* WHAT TO PRODUCE
Among the lines of the records below, count those with the word "green". Reply with that number alone.

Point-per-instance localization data
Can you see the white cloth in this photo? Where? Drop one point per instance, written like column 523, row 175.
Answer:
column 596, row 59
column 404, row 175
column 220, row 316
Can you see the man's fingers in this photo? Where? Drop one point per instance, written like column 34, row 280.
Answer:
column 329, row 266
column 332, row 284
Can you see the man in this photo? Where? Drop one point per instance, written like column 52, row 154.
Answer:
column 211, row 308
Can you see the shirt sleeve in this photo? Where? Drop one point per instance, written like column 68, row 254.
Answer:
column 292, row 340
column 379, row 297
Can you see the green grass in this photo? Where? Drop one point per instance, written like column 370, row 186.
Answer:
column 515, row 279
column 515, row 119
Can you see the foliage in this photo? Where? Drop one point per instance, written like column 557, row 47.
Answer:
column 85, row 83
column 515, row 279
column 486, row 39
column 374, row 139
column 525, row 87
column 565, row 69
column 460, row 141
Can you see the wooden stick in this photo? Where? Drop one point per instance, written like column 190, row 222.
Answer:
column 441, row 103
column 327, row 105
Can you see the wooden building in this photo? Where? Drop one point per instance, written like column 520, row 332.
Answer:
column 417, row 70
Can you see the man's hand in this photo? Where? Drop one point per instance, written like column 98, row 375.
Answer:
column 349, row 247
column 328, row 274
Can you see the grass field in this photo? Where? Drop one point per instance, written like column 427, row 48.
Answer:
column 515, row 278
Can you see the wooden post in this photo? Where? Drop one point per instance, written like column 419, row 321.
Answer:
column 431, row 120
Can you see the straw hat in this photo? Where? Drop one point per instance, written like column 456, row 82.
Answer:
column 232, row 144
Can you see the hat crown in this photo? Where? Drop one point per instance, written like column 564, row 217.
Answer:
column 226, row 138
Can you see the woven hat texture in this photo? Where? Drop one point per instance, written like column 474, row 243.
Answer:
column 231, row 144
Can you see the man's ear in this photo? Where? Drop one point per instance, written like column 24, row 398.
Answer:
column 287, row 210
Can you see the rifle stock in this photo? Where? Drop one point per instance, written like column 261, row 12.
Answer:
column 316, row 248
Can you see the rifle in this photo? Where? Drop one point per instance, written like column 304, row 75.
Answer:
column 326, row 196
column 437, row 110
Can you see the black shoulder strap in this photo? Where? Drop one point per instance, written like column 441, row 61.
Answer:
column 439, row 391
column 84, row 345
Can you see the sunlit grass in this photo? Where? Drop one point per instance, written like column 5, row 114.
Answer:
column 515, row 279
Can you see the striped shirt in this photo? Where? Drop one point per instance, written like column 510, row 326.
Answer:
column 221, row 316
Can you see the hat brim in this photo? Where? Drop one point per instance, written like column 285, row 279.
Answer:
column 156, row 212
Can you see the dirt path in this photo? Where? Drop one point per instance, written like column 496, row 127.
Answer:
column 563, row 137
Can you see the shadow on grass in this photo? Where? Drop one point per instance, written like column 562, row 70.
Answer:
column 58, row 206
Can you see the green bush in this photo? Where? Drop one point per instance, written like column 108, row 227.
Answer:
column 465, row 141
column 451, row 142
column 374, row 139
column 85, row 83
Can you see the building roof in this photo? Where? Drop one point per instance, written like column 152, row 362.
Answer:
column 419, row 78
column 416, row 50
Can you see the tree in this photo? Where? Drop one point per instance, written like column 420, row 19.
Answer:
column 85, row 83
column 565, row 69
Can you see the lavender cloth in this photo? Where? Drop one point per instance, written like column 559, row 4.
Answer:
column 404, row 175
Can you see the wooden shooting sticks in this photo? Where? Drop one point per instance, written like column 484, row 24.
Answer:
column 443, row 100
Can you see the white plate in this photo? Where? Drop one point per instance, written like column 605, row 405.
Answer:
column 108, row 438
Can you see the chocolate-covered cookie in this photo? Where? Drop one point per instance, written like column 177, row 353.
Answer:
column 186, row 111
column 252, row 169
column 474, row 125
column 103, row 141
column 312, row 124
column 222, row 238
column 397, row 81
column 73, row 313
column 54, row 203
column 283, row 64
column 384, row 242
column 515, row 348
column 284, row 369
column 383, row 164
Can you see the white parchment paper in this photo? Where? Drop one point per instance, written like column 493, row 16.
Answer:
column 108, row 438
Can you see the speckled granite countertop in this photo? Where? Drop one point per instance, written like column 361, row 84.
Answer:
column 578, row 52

* TASK SOLUTION
2